In previous years, Tamils fled to Jaffna, where they felt safe. Today that is a less happy prospect. The people ofJaffna live in a state of near siege, with a massive army presence on their streets and a virtual blockade hindering the delivery of essential food and fuel supplies. Sent to restore law and order, the armed forces are themselves a prime cause of Tamil insecurity.
Years of racial discrimination and oppression have spawned the ‘Tiger’ movement, composed of young Tamils despairing of the old methods of parliamentary pressure, pacts and round table conferences. The old methods have yielded nothing but disappointment for the Tarnils over the past 35 years. The Tigers call for a separate state of Eelam, and have taken to armed resistance. The government has replied with massive repression. Under the Prevention of Terrorism Act, people can be held ‘on suspicion’ for 18 months. Confessions obtained under torture are regarded as admissable evidence in court. According to Amnesty International, detainees have been kept in solitary confinement for over eight months and torture is said to include hanging victims upside down from hooks, beating them with metal bars and driving needles under their nails. Since last June special regulations allow the armed forces to dispose of bodies without a post mortem examination.
The Tigers have responded to state repression by choosing military and political targets. But every incident brings down massive reprisals on the heads of ordinary people. Last May, after the shooting of a policeman at a polling booth, the army burnt 150 houses. Last July’s riots were sparked off when the army kidnapped three girls, raping them and killing one. In retaliation the Tigers ambushed and killed 13 soldiers. This incident set off the nationwide vidlence.
· · · ·
Continue the text about the Tamils and the Tigers from its last sentence. The records that follow have no connection to the text about the Tamils and Jaffna.
· · · ·
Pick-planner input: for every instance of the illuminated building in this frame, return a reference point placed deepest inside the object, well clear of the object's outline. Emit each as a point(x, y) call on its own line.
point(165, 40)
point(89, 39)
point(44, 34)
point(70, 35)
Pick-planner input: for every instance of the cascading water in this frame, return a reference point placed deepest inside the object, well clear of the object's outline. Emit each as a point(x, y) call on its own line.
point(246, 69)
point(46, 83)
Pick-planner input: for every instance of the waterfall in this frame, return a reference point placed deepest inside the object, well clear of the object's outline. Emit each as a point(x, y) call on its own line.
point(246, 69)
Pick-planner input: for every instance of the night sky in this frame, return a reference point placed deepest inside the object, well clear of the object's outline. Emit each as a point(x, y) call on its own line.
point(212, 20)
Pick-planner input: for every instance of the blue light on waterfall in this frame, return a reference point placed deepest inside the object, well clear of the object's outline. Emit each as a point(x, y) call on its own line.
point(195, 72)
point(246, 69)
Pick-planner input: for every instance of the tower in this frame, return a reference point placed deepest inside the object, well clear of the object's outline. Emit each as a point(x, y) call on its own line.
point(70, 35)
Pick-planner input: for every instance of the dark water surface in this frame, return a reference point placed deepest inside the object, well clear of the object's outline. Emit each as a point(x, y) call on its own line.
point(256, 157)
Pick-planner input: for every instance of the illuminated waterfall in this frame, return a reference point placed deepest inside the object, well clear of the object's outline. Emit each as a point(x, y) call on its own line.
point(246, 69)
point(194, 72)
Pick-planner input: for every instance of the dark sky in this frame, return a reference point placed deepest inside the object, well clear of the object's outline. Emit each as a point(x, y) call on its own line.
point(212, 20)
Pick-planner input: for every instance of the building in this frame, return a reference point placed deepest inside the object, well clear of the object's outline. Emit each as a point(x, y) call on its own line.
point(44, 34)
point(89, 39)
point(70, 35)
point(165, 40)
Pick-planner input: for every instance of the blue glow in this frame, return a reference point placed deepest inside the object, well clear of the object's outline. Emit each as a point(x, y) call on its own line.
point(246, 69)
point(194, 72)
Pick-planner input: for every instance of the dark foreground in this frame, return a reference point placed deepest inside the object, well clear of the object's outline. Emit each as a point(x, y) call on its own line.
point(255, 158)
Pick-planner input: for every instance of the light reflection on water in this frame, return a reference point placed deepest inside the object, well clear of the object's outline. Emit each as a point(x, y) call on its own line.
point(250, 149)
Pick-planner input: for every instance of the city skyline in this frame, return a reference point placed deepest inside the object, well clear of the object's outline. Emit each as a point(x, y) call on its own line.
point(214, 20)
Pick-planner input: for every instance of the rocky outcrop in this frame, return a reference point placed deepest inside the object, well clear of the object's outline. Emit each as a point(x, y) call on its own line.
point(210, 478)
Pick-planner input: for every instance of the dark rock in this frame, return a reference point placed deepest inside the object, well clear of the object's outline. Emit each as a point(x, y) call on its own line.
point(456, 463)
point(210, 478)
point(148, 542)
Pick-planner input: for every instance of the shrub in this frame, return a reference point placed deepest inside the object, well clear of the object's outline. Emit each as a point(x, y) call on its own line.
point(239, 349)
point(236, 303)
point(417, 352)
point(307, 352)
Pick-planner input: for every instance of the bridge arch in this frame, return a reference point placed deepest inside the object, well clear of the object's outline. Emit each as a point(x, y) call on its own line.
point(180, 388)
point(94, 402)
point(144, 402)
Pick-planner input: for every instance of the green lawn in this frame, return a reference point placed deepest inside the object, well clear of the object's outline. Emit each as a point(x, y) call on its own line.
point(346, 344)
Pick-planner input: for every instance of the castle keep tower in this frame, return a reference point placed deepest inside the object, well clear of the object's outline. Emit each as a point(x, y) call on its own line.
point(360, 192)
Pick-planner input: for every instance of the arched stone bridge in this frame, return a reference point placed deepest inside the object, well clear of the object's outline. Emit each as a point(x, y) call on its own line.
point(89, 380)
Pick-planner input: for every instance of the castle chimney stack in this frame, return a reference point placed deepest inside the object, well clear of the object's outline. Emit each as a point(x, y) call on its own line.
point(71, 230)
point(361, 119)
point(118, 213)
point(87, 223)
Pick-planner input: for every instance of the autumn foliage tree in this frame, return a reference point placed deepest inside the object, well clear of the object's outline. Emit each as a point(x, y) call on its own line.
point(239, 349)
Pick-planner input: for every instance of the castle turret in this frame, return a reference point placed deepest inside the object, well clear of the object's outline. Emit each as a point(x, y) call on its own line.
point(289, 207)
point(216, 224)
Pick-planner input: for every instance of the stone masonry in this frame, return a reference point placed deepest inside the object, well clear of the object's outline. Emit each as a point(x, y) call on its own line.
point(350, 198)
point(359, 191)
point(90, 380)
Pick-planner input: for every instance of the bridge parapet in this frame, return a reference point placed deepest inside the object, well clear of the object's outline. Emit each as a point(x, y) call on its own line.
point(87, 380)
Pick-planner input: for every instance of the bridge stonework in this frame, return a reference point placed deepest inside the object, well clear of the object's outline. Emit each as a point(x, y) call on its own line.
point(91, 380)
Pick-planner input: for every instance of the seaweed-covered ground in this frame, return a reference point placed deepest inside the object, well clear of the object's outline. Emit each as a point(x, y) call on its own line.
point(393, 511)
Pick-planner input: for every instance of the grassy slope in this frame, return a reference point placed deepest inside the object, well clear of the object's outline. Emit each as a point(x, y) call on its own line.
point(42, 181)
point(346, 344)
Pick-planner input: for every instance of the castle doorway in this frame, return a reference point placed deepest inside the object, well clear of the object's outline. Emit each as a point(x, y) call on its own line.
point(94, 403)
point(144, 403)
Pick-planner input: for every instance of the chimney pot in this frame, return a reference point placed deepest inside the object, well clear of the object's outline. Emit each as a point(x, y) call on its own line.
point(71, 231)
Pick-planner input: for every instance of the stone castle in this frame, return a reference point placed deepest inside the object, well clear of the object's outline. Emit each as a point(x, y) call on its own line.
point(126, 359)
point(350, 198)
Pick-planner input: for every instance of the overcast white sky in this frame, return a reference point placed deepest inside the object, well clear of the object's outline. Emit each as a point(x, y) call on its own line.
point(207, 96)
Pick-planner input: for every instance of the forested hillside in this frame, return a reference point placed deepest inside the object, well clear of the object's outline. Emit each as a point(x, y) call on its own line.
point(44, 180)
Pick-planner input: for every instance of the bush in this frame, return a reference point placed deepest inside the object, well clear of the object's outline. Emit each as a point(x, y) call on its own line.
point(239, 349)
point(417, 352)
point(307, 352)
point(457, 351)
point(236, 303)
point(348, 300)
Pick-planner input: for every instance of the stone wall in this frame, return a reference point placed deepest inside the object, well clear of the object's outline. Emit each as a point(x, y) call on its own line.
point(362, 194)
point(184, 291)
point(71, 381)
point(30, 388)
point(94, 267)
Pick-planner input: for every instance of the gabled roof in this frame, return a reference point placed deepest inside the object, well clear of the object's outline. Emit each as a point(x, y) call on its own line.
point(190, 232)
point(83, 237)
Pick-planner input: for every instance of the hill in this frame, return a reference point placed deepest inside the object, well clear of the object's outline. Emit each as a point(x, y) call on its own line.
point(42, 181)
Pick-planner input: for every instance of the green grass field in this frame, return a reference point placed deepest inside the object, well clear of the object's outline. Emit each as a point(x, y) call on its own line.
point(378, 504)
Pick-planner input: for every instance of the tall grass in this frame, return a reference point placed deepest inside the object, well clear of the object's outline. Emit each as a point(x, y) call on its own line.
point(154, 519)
· · · ·
RESPONSE:
In Jaffna the army took revenge on civilians, shooting at bus queues and groups of protesting schoolchildren. In Colombo the police and army stood by as mobs went on the rampage. Sinhalese prisoners at Colombo’s Welikade jail, armed with staves, clubs and knives, twice attacked Tamil prisoners in their cells, murdering 52 inmates. One of those killed in the jail was Dr S Rajasundaram, a founder of the Gandhiyam Society, which has helped thousands of Tamil refugees who fled the South after racist attacks in 1977 and 1981. Gandhiyam is run on Gandhian principles and is supported financially by international agencies including
NOVIB, Oxfam, Christian Aid and the World Council of Churches. Government officials and service personnel also attacked the Society’s property - farm buildings, houses, offices and vehicles. Dr Rajasundaram had been in jail since last April and his body bore unmistakable signs of torture prior to his murder.
President J R Jayawardene, who hoped to make Sri Lanka a capitalist showcase in the Third World, came to power promising to root out corruption. But he has ushered in a new era of gun-law and thuggery. With opposition political parties and newspapers banned, dissidents imprisoned and parliamentary elections suspended for six years, the President has created a virtual dictatorship - albeit by ‘constitutional’ means. What started off as a ‘minority’ problem is increasingly becoming a problem of human rights for all Sri Lankans.